PROBLEM REQUIREMENTS>
Please copy out each line of the entries in which "position" appears.

──────── EXCERPTED DATA ────────

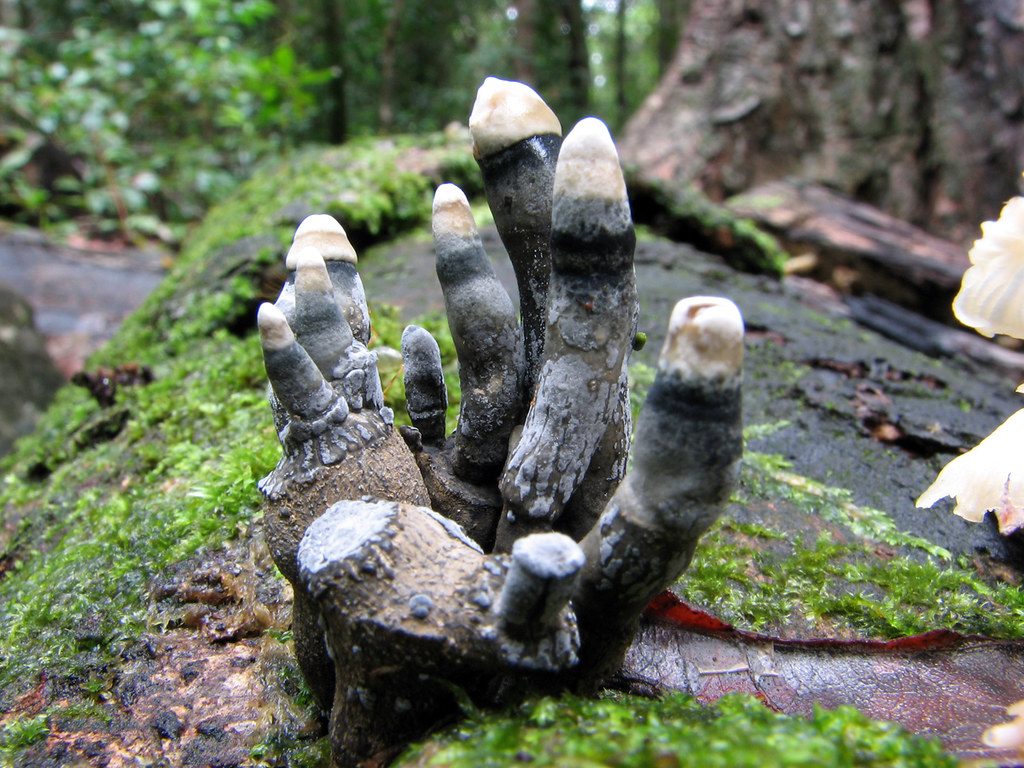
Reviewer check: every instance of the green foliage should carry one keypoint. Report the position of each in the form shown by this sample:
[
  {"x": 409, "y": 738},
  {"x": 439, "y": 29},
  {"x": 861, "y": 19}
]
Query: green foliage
[
  {"x": 22, "y": 732},
  {"x": 162, "y": 105},
  {"x": 178, "y": 476},
  {"x": 677, "y": 732},
  {"x": 159, "y": 109},
  {"x": 760, "y": 576}
]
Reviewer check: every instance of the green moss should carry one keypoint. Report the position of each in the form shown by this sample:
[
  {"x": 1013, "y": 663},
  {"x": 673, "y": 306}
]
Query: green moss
[
  {"x": 676, "y": 732},
  {"x": 377, "y": 188},
  {"x": 22, "y": 732},
  {"x": 179, "y": 475},
  {"x": 767, "y": 576}
]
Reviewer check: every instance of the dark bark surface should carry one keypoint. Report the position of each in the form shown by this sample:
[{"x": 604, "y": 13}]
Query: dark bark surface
[{"x": 914, "y": 108}]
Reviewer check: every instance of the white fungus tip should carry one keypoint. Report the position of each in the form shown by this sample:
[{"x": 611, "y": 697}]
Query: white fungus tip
[
  {"x": 548, "y": 555},
  {"x": 452, "y": 213},
  {"x": 325, "y": 233},
  {"x": 588, "y": 164},
  {"x": 705, "y": 339},
  {"x": 274, "y": 333},
  {"x": 507, "y": 112},
  {"x": 310, "y": 271},
  {"x": 991, "y": 296},
  {"x": 987, "y": 477}
]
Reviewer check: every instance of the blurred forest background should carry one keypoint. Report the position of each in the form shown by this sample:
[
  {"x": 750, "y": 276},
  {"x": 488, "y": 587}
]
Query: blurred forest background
[{"x": 133, "y": 117}]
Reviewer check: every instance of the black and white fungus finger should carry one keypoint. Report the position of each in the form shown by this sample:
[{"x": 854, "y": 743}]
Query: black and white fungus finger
[
  {"x": 426, "y": 395},
  {"x": 318, "y": 323},
  {"x": 592, "y": 315},
  {"x": 486, "y": 337},
  {"x": 685, "y": 465},
  {"x": 297, "y": 382},
  {"x": 516, "y": 138},
  {"x": 325, "y": 233}
]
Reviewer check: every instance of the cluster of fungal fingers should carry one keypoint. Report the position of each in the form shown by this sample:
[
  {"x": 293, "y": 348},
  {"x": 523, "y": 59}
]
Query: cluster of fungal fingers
[{"x": 516, "y": 552}]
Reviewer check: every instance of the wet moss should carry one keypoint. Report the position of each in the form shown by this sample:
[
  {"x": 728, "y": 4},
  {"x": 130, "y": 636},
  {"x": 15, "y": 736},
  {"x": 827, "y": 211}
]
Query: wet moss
[
  {"x": 795, "y": 556},
  {"x": 99, "y": 501},
  {"x": 675, "y": 733}
]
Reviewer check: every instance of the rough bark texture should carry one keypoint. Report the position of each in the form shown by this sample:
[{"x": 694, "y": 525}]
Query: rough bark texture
[{"x": 914, "y": 108}]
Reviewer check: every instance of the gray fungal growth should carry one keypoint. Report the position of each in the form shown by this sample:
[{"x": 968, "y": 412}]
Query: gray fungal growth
[
  {"x": 516, "y": 138},
  {"x": 426, "y": 395},
  {"x": 486, "y": 337},
  {"x": 516, "y": 552},
  {"x": 591, "y": 324}
]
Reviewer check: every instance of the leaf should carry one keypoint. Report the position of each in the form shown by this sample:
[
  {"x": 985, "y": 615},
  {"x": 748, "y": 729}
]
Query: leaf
[{"x": 939, "y": 684}]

────────

TASK ANSWER>
Reviewer check: every instance of the green foliage should carry one keypoint. Report the position of each in the form shown by this sample:
Reviewer check: every instance of the green moss should carry one keypoint. Report the position of each in the form shown by this sample:
Reviewer check: every instance of the dark bark surface should carry one keypoint. Report the position of each in the form shown by this sample:
Reviewer check: every instance of the white fungus tip should carry one keypoint. Report the position of each in the form shown by this sample:
Reviewer check: every instance of the blurred forest background should carry one keypoint. Report the position of each in the form shown by this sample:
Reviewer check: every instance of the black and white fungus finger should carry one keypoint. Report the position of each in the form shown by this sample:
Reviewer check: every instance of the cluster of fungal fingers should carry one keypoint. Report the position of each in the form shown by this sample:
Reviewer check: every instance of the wet moss should carry one keypoint. Report the position of each in the form shown by this sample:
Reviewer check: every instance of the rough bark texture should carry one keypoint. Report the position of each in the form shown by this sample:
Reviewer check: every instance of the gray fungal growth should carry one keypoint. Report the position of each in the form shown by this sample:
Reviewer check: every instance of the leaf should carry one keypoint. Report the position of each in the form shown by this sample:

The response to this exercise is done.